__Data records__
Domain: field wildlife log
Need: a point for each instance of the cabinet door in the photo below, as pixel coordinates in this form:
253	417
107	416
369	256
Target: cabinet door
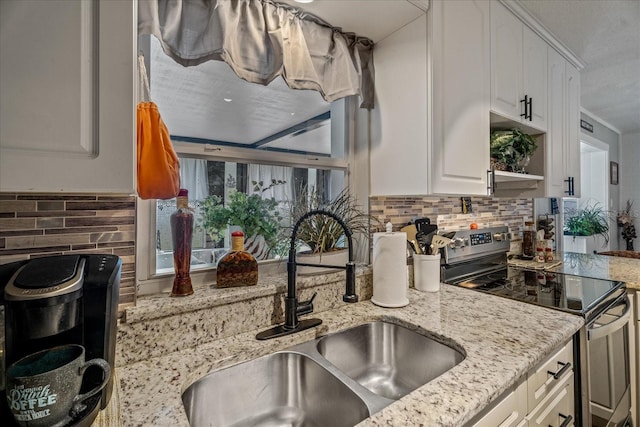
67	105
506	62
460	93
510	411
534	74
555	148
557	408
398	152
542	381
572	120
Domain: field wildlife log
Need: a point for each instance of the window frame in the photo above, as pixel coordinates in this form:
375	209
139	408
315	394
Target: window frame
148	281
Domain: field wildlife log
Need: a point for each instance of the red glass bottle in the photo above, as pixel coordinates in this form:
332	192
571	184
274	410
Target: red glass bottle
182	232
237	267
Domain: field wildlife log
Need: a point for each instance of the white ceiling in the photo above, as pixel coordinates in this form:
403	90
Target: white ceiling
604	34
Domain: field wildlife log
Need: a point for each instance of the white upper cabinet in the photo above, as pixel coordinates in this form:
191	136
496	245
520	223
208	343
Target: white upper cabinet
398	153
572	121
459	43
67	109
518	70
563	152
430	128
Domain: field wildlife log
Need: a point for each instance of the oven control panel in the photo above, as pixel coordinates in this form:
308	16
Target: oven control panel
480	239
471	244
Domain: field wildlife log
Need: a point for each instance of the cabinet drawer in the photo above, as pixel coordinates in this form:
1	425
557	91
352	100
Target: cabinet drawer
557	409
548	374
510	411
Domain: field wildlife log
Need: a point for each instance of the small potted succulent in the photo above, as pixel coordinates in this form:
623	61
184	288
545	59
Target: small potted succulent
511	150
320	236
588	221
258	217
625	222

__Problem__
Which lines in the rows above contain the word "ceiling"? Show each of those lines in full.

__The reply__
Need: a point for each instance of the white ceiling in the photo above, as pixel coordinates in this form:
Target: white ceiling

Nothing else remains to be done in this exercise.